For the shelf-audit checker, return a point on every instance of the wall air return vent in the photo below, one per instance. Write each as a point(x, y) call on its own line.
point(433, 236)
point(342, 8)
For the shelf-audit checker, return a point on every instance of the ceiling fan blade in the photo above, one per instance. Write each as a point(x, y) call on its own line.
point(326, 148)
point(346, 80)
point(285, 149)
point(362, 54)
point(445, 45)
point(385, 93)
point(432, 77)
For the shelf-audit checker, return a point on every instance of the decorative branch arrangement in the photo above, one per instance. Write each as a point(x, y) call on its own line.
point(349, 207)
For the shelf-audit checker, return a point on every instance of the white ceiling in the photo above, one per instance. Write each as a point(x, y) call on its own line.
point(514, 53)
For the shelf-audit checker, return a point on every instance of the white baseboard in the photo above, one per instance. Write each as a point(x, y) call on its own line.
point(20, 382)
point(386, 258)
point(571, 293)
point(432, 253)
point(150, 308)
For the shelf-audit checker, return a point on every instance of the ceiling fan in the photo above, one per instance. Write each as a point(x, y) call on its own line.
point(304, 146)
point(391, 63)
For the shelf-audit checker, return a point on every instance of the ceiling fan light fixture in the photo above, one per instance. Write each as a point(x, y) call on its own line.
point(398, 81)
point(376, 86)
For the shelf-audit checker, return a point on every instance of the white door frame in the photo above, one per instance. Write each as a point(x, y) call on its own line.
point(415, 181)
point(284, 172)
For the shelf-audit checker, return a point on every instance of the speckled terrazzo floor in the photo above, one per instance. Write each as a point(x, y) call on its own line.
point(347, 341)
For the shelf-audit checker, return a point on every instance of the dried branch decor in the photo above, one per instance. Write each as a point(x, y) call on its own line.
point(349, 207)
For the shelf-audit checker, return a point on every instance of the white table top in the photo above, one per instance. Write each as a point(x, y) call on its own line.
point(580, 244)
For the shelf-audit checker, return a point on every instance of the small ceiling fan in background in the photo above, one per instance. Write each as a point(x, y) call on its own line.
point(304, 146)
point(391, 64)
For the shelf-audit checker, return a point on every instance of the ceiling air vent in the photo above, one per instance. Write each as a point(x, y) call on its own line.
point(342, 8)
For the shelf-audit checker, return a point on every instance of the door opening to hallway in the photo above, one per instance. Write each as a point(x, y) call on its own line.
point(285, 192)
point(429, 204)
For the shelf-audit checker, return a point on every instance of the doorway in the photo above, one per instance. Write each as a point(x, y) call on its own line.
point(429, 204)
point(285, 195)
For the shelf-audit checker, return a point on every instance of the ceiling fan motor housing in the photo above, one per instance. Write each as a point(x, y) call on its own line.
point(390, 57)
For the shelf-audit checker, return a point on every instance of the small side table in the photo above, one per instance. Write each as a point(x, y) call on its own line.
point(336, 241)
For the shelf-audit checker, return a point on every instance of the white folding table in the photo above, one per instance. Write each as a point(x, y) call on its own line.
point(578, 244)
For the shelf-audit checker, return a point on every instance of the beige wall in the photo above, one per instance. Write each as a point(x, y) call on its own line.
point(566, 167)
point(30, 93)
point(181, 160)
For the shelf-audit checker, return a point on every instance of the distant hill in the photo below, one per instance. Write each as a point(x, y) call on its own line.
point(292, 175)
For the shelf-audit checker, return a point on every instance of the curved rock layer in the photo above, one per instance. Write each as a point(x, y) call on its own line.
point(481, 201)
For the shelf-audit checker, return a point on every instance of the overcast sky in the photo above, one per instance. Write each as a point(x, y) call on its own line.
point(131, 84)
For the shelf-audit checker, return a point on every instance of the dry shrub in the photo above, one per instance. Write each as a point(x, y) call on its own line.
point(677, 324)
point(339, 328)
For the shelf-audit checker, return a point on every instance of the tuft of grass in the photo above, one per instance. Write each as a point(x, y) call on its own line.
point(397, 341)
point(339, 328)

::::::

**What you are asked to do:** Give everything from the line containing "the white baseboard" down to the line containing "point(150, 308)", both lines included, as a two-column CSV with the header text,answer. Put each labeling line and the point lines beneath it in one row, with each field in double quotes and line breaks replaced by spaces.

**Written answer:**
text,answer
"For the shelf-audit checker, return a point on every instance of the white baseboard in the photo above, one per instance. Write each as a point(x, y) call on its own line.","point(20, 382) point(386, 258) point(571, 293) point(432, 253) point(150, 308)"